◆ **TASK TO COMPLETE**
How many lines in the listing below contain the word "blurred"? Reply with the number alone.

◆ **SOURCE MATERIAL**

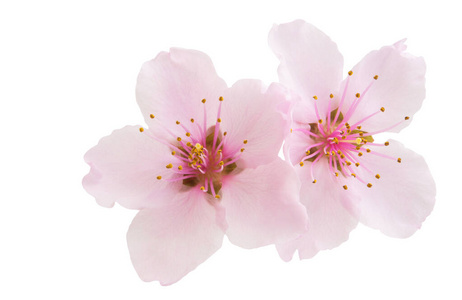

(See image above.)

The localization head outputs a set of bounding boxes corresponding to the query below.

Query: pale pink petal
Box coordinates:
[277,159,358,261]
[127,190,226,285]
[347,40,426,132]
[268,20,343,111]
[136,48,227,135]
[352,141,436,238]
[220,79,288,168]
[222,158,306,248]
[82,126,181,209]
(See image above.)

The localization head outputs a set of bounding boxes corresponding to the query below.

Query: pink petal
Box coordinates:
[220,80,288,168]
[127,190,226,285]
[83,126,180,209]
[222,158,306,248]
[269,20,343,113]
[136,48,227,135]
[277,159,358,261]
[352,141,436,238]
[342,40,426,132]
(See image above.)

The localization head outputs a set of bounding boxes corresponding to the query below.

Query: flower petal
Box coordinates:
[82,126,179,209]
[136,48,227,135]
[348,40,426,132]
[355,141,436,238]
[222,158,306,248]
[220,80,288,168]
[127,190,226,285]
[277,159,358,261]
[268,20,343,111]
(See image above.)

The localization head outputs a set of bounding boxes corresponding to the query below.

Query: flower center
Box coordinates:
[292,71,409,190]
[140,97,247,199]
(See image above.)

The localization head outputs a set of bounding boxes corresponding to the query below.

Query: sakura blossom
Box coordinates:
[269,20,436,261]
[83,48,307,285]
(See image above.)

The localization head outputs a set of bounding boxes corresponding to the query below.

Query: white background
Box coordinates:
[0,0,462,299]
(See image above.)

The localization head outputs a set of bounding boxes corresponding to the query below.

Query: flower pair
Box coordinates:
[83,21,435,284]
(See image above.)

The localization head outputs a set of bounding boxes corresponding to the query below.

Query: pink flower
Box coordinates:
[269,20,436,260]
[83,49,306,285]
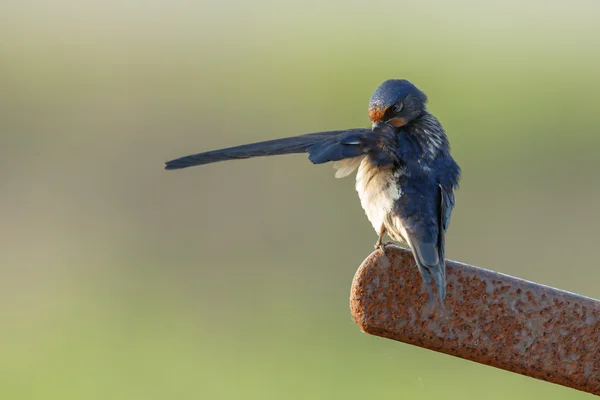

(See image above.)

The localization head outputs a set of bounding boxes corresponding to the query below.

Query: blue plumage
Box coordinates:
[165,79,461,305]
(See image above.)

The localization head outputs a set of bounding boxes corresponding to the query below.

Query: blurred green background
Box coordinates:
[0,0,600,400]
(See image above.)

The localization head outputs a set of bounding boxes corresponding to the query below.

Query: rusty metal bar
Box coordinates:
[350,246,600,395]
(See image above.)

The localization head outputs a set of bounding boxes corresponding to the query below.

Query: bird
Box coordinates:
[165,79,461,308]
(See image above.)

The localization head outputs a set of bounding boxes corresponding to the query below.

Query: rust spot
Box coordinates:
[350,246,600,395]
[369,107,387,122]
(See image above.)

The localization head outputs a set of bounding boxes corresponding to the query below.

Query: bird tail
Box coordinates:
[165,129,371,170]
[409,240,446,308]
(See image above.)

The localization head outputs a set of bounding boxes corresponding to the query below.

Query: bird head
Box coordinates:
[369,79,427,128]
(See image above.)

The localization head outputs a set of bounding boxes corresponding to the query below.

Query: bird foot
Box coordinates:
[375,242,394,257]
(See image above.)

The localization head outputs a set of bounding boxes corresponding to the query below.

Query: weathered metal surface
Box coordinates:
[350,246,600,395]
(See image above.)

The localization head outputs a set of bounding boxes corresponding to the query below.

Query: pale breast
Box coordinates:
[356,158,401,232]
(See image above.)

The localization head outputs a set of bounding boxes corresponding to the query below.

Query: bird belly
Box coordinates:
[356,157,401,233]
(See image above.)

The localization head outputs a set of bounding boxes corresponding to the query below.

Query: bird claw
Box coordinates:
[375,242,394,257]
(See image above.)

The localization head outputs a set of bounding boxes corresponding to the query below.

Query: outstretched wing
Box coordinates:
[165,128,395,169]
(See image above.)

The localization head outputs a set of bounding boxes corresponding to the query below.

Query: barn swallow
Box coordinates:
[165,79,461,307]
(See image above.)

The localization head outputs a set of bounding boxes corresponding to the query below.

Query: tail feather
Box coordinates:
[409,240,446,308]
[165,129,371,170]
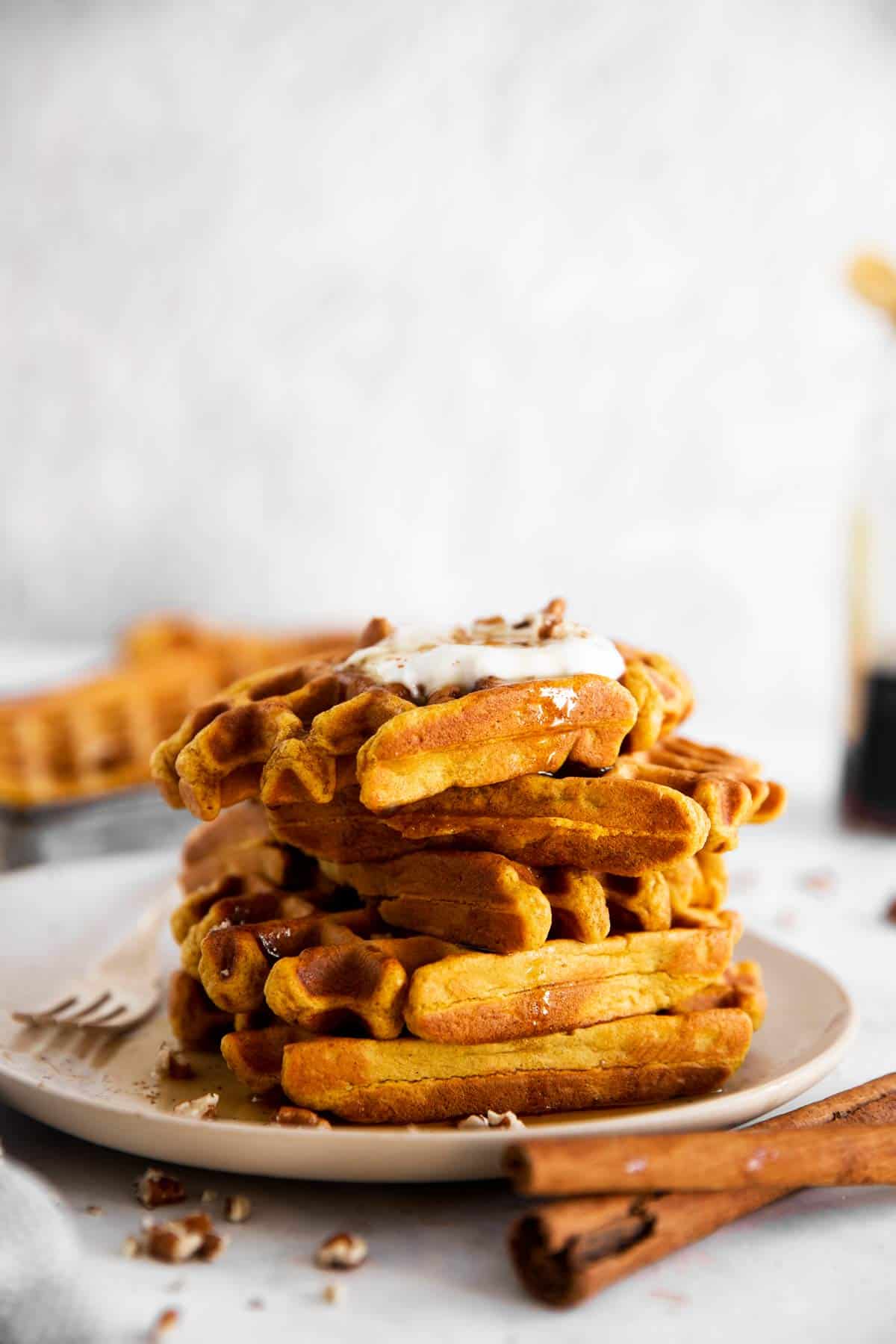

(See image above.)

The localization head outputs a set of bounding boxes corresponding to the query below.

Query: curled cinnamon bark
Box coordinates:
[511,1074,896,1307]
[505,1121,896,1195]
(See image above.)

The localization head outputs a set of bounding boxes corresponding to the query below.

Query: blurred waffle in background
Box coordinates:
[0,615,356,867]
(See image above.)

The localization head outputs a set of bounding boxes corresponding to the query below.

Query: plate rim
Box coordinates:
[0,850,859,1181]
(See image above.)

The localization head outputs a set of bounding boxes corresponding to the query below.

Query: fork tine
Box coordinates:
[54,989,111,1027]
[104,1003,156,1031]
[12,993,78,1025]
[78,995,125,1027]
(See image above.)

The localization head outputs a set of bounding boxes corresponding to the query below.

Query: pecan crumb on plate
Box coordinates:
[175,1092,220,1119]
[314,1233,368,1269]
[134,1166,187,1208]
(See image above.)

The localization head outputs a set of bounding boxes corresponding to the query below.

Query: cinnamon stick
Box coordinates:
[511,1074,896,1307]
[505,1121,896,1195]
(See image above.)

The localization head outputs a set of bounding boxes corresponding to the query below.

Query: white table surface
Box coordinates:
[0,645,896,1344]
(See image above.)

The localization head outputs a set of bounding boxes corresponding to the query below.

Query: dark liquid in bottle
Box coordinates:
[842,668,896,830]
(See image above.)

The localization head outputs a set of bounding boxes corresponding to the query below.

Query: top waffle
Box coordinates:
[152,602,692,820]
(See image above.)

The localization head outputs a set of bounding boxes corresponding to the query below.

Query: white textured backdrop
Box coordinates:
[0,0,896,774]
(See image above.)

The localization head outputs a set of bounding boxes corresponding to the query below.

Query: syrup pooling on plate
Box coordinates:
[341,612,625,699]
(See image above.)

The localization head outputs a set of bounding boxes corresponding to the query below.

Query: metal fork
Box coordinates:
[12,899,168,1031]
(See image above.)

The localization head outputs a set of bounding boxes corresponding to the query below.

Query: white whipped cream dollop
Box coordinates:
[341,612,625,699]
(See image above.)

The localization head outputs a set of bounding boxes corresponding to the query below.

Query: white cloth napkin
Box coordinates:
[0,1156,111,1344]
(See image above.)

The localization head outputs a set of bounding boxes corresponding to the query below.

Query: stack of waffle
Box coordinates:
[153,602,783,1124]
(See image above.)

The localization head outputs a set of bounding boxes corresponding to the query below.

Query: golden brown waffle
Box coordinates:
[0,621,353,808]
[673,961,768,1031]
[119,615,358,687]
[220,1021,311,1092]
[0,655,224,808]
[266,783,426,863]
[321,850,552,951]
[172,875,321,978]
[199,910,371,1012]
[614,736,787,833]
[402,915,740,1045]
[180,803,314,892]
[264,937,459,1040]
[385,773,709,877]
[276,1008,752,1125]
[168,971,234,1050]
[153,615,692,820]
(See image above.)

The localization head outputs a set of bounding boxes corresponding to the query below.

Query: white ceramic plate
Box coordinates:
[0,853,856,1181]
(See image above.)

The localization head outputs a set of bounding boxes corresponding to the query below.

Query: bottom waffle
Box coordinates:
[281,1008,752,1125]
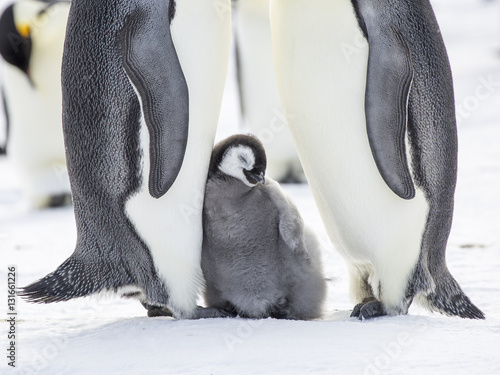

◆ **RESPONSE TO THIS TASK**
2